HDP'li Mithat Sancar'dan Devlet Bahçeli'ye yanıt: Tonlarca kilit getirseniz hepsini açarız
HDP'li Mithat Sancar, yaptığı açıklamada partisi hakkında açılan kapatma davasında AYM'ye seçimlerin adil yapılması talebiyle sundukları erteleme talebi hakkında konuşan Devlet Bahçeli'ye yanıt verdi. Sancar, "Bırakın talimatları AYM’yi tehdit ediyor, açık ve net bir şekilde şantaj yapıyor" dedi.
HDP Eş Genel Başkanı Mithat Sancar, partisinin grup toplantısında Anayasa Mahkemesi'ne (AYM) HDP hakkında açılan kapatma davası ve AKP'li Cumhurbaşkanı Recep Tayyip Erdğan tarafından 14 Mayıs'ta yapılacağı işaret edilen cumhurbaşkanlığı seçimleri ve milletvekili genel seçimleri hakkında konuştu.
Bu haftaki grup toplantısına, Emek ve Özgürlük İttifakı bileşenlerinden Emek Partisi (EMEP) Genel Başkanı Ercüment Akdeniz, Genel Başkan Yardımcısı Selma Gürkan, Ankara İl Başkanı Şükran Doğan, Emekçi Hareket Partisi (EHP) Genel Başkanı Hakan Öztürk, Genel Sekreteri Emre Öztürk, EHP Sözcüsü Özge Akman, Toplumsal Özgürlük Partisi (TÖP) Sözcüler Kurulu üyeleri Perihan Koca, Juliana Gözen, Pelin Kahiloğulları, Sosyalist Meclisler Federasyonu (SMF) Sözcüsü Barış Kayaoğlu, yöneticileri Erdal Ataş, Dilşat Cambaz Kaya, Türkiye İşçi Partisi (TİP) Genel Başkanı Erkan Baş ve Genel Başkan Yardımcısı Doğan Ergün’ün yanı sıra Kürdistan Sosyalist Partisi (PSK) Genel Başkanı Bayram Bozyel, Genel Başkan Yardımcısı Celal Yıldız, PM üyesi Haydar Cihaner katıldı.
BAHÇELİ'YE AYM YANITI
HDP Eş Genel Başkanı Mithat Sancar, MHP lideri Devlet Bahçeli'nin HDP'ye açılan kapatma davasıyla ilgili, "Anayasa Mahkemesi'nin HDP'nin talebiyle 25 Ocak 2023 tarihinde kapatılma davasının seçim sonrasında görüşülecek olması adalet ilkeleriyle tamamiyle aykırıdır. Bu neyin görüşmesi, neyin arayışıdır. Anayasa Mahkemesi şehitlerimizin dökülen kanlarını da seçim sonrası görüşecek midir? HDP kapatılmalı, kapısına kilit asılmalıdır. HDP'nin isteğiyle Anayasa Mahkemesi'nin davayı sulandırması doğru değildir" açıklamalarına yanıt verdi.

# # # #

◆ **Verilen görev 1**: Aşağıdaki kayıtlardan "mouth" sözcüğünü içeren tüm satırları çıkarın. Büyük ve küçük harf farkı dikkate alınmalıdır.

◆ **Kayıt alıntıları**:
# # # #

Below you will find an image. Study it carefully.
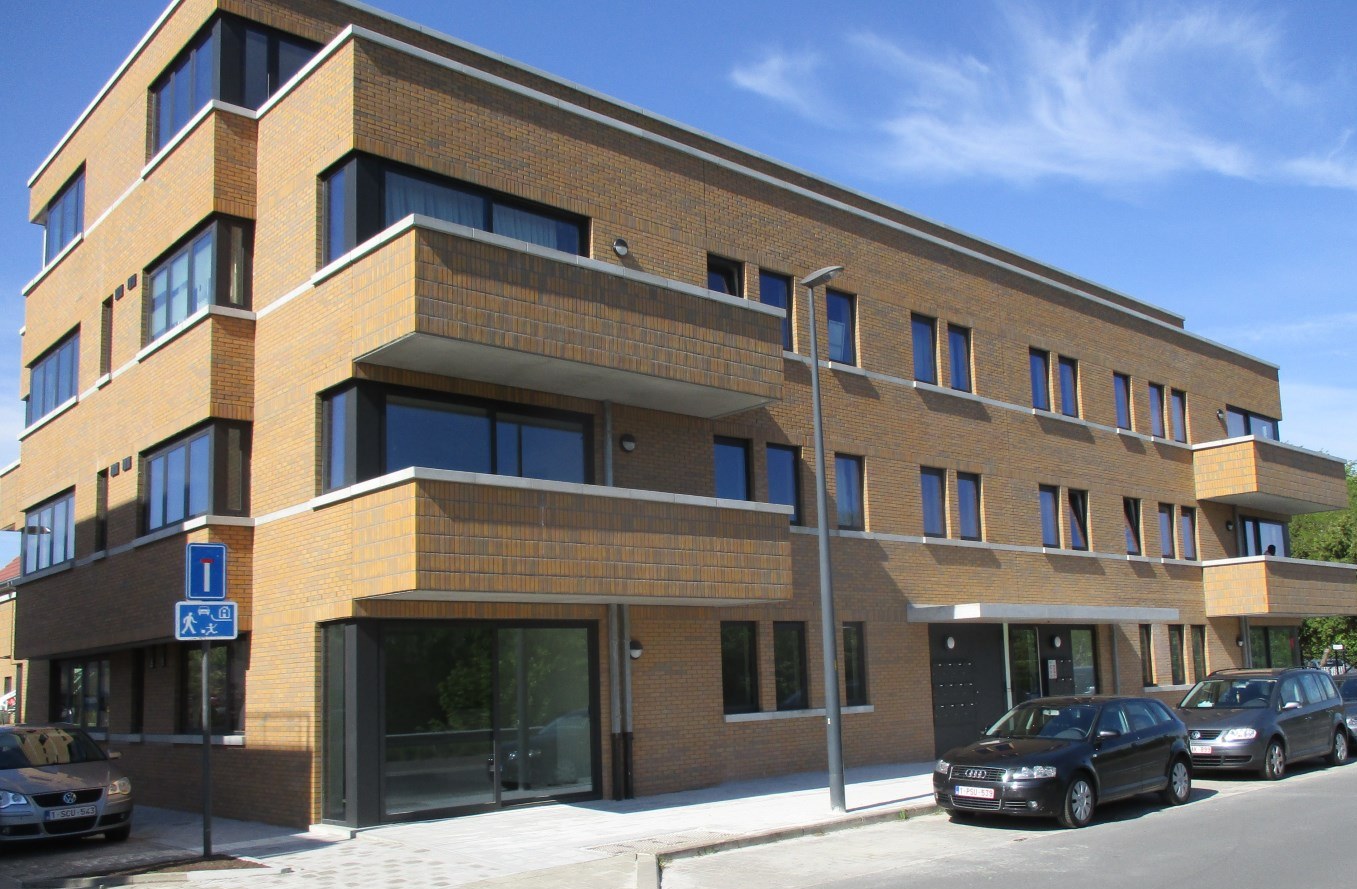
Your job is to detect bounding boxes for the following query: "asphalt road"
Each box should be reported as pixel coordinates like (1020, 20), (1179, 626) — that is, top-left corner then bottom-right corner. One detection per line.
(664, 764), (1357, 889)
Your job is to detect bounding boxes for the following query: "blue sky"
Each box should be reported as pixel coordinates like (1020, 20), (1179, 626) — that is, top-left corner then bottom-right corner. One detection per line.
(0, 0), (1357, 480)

# # # #

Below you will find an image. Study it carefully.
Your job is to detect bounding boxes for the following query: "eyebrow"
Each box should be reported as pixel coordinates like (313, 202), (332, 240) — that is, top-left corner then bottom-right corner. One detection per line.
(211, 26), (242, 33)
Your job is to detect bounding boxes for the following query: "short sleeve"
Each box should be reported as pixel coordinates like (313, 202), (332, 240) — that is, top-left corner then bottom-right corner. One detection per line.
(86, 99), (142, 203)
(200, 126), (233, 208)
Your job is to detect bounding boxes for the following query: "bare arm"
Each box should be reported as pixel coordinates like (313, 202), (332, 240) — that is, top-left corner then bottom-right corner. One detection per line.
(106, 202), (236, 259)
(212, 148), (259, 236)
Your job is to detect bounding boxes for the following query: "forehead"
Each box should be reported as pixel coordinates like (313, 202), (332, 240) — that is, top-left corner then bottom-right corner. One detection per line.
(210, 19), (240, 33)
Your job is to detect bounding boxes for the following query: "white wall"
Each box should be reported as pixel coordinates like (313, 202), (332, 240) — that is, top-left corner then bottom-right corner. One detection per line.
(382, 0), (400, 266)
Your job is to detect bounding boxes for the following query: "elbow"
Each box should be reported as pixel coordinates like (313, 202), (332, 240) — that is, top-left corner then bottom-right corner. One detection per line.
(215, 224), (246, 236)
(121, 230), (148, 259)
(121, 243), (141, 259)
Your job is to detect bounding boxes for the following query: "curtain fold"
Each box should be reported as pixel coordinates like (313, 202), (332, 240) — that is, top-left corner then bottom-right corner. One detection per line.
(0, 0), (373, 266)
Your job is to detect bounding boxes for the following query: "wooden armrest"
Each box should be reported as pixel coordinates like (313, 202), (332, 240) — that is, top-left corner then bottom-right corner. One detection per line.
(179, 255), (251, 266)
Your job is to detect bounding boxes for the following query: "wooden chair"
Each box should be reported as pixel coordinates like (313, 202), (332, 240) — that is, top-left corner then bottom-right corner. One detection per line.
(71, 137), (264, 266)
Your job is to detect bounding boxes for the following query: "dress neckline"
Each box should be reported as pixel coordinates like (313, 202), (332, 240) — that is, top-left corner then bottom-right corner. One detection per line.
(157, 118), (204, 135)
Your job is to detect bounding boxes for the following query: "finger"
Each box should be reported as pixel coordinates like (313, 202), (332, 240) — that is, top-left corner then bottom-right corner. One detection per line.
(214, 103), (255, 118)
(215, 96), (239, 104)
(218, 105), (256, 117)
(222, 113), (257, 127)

# # # #

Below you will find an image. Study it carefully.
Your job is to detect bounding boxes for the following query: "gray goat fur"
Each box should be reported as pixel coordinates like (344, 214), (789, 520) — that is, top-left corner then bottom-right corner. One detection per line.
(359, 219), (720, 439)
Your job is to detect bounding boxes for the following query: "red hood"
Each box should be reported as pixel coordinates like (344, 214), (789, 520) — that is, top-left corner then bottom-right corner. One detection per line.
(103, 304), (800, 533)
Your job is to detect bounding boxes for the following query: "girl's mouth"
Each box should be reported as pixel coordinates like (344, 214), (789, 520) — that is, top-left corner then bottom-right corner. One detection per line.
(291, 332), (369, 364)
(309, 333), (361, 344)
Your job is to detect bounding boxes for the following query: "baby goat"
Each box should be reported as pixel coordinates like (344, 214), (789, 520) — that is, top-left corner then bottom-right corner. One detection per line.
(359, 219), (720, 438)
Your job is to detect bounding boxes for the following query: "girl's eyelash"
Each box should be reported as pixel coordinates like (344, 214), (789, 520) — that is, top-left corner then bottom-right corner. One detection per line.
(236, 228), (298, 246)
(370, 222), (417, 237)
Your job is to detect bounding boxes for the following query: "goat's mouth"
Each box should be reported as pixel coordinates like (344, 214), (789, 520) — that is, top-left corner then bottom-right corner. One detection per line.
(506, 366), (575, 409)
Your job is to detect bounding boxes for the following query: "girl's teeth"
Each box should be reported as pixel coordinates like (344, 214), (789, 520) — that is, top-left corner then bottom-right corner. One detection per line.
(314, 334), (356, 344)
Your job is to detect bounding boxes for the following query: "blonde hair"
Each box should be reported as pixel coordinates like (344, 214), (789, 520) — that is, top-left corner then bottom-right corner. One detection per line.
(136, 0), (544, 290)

# # # #

◆ **Verilen görev 2**: Verilen metni iki cümleyle özetleyin.

◆ **Tam yanıt 1**:
Your job is to detect bounding boxes for the following query: "girl's mouth"
Your job is to detect bounding boxes for the following query: "goat's mouth"

◆ **Tam yanıt 2**: HDP Eş Genel Başkanı Mithat Sancar, partisinin grup toplantısında AYM'de HDP hakkında açılan kapatma davası ile 14 Mayıs'ta yapılacağı işaret edilen cumhurbaşkanlığı ve milletvekili genel seçimleri hakkında konuştu. Sancar, davada seçimlerin adil yapılması talebiyle sundukları erteleme talebi hakkında konuşan MHP lideri Devlet Bahçeli'ye yanıt vererek onun AYM'yi tehdit ettiğini ve açıkça şantaj yaptığını söyledi.